## EXTRACT
-- -- --
As the first American missionary organization, the ABCFM commanded resources and attention. Formed in 1810 in the midst of New England revival and influenced by similar British evangelical societies, the ABCFM led the nineteenth-century American impetus to develop private benevolent and reform organizations capable of commanding the public sphere. These voluntary organizations were, in part, a backlash to the post-Revolutionary disestablishment of state-supported churches, yet by 1830 they shared evangelical goals, memberships, and financial contributors and had become a “benevolent empire.”12

Missionary efforts in the Hawaiian Islands would have been impossible without the donations of the American public. Conversely, the ABCFM’s efforts in the Hawaiian Islands played a crucial role in building support for American influence abroad. “We know of no Mission . . . that has hitherto left this country, which has excited such general interest and prompted so many prayers as that to the [Hawaiian] Islands,” the Boston Recorder stated at the departure of the first company of ABCFM missionaries to the islands.13 Contributions to the ABCFM jumped with news that the missionaries had reached the islands, and by the 1840s the ABCFM had raised for the Hawaiian mission over $700,000, roughly $15 million today.14

The success of the Hawaiian mission was critical to the ABCFM. Although earlier ABCFM missions had embarked to India in 1812 and Ceylon in 1815, they had yielded few converts. As an organ of the Congregationalist and Presbyterian denominations, the ABCFM hoped to counteract the continuing decline of Congregationalist influence in the United States. The ABCFM was also in the midst of reevaluating its domestic efforts among Native Americans. Working in concert with the Foreign Mission School in Cornwall, Connecticut, the ABCFM had hoped to Christianize and educate Native American, Hawaiian, and other foreign youth, in order to return them as missionaries to their own cultures. The results were not as hoped. In 1825, eight years after the school’s founding, Cherokee student Elias Boudinot caused near rioting in Cornwall by marrying Harriet Gold, a white woman. The following year the school closed its doors, stating that “inquisitive curiosity” and “established prejudices” had made the students feel as “mere shows.”15

The Hawaiian Islands’ strategic location in the Pacific was just what the ABCFM needed to revitalize the American evangelical missionary spirit, as well as provide future prospects for its work among Native Americans. As early as 1822 the ABCFM’s Missionary Herald argued that from Hawai‘i “salvation may go to the tribes and nations in the north-western and western parts of America, in the north-eastern and eastern parts of Asia, and on the numerous islands of the Pacific.”16 Not long after the establishment of the mission in Hawai‘i, the ABCFM sent Marcus and Narcissa Whitman to Oregon Country.17

The diplomatic and fundraising successes of the ABCFM also grabbed the attention of the U.S. government. In 1829 President John Quincy Adams instructed Secretary of the Navy Samuel Southard to write Kamehameha III and encourage the Hawaiian monarch to support the ABCFM missionaries living among his people.18 In 1841 the ABCFM sought and received U.S. diplomatic intervention for its Syria mission after the Ottoman Empire ordered it to leave.19 With competing British, French, Dutch, and Russian interests in the Pacific region, a few American statesmen flirted with the idea of Hawaiian annexation as early as the 1850s. “The Pacific Ocean, its shores, its islands, and the vast regions beyond, will become the chief theatre of events in the world’s great hereafter,” stated U.S. senator William Henry Seward in 1851. His pronouncement became the masthead of the ABCFM’s Hawaiian newspaper the Friend.20 As secretary of state during the 1860s, Seward advocated the acquisition of Hawai‘i and directed U.S. annexation of the Midway Islands, the halfway point between Hawai‘i and Japan.
-- -- --
Carry on the passage about the ABCFM and the Hawaiian mission from its last sentence, matching its style. The records that come next are a separate set of material and have no connection to the passage on the ABCFM and the Hawaiian mission.

## EXTRACTED MATERIAL
-- -- --
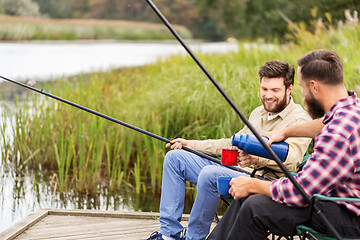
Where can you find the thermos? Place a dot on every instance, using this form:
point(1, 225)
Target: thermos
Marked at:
point(250, 144)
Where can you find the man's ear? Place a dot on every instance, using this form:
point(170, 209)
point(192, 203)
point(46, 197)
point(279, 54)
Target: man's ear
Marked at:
point(314, 86)
point(289, 89)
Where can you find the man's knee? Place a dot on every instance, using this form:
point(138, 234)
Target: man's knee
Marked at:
point(255, 205)
point(172, 157)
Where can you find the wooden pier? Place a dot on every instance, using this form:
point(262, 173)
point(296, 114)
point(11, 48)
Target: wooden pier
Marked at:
point(54, 224)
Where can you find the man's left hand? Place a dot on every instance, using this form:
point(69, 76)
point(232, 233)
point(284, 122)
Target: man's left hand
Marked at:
point(246, 160)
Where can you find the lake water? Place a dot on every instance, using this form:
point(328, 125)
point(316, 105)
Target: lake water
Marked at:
point(43, 61)
point(24, 191)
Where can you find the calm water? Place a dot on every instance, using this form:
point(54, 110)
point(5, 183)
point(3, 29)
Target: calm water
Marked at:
point(24, 191)
point(34, 61)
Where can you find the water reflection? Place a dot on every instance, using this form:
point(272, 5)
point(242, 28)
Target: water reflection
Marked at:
point(24, 191)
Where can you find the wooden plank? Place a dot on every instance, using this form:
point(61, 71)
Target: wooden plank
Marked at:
point(85, 224)
point(23, 225)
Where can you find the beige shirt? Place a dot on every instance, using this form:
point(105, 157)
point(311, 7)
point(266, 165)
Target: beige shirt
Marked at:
point(293, 114)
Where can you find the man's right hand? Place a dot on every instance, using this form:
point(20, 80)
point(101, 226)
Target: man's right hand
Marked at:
point(275, 136)
point(178, 143)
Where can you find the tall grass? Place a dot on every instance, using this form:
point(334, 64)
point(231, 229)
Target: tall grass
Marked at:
point(171, 98)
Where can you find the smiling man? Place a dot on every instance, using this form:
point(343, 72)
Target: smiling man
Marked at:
point(278, 111)
point(332, 170)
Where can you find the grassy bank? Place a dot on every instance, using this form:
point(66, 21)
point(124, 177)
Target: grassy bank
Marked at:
-- -- --
## FINAL RESULT
Americans Abroad

The American missionary project in Hawai‘i was part of a much larger market movement. Kamehameha I had already granted U.S. merchants a near monopoly in the Hawaiian sandalwood trade during the first two decades of the nineteenth century. Prized for its long-lasting scent and red hue, sandalwood could be made into expensive furniture, perfume, and incense, providing U.S. merchants with a product to exchange for Chinese luxury goods. By the 1830s, the king’s laborers had stripped the islands of its native bark, just as U.S. whalers were joining other maritime nations in utilizing Honolulu and Lahaina as trading ports.

These U.S. industries were not small. American ships carrying furs from the Pacific Northwest stopped in the Hawaiian Islands for sandalwood and garnered as much as one million dollars annually in Canton. Pacific whaling earned ten times as much by 1850.21 The Japanese imprisonment of U.S. whalers shipwrecked off its coast influenced the United States to forcibly open Japanese ports in 1854. On the heels of Britain’s first Opium War with China, the United States negotiated the 1844 Treaty of Wanghia, allowing U.S. naval access to China for the protection of its growing economic interests in the region.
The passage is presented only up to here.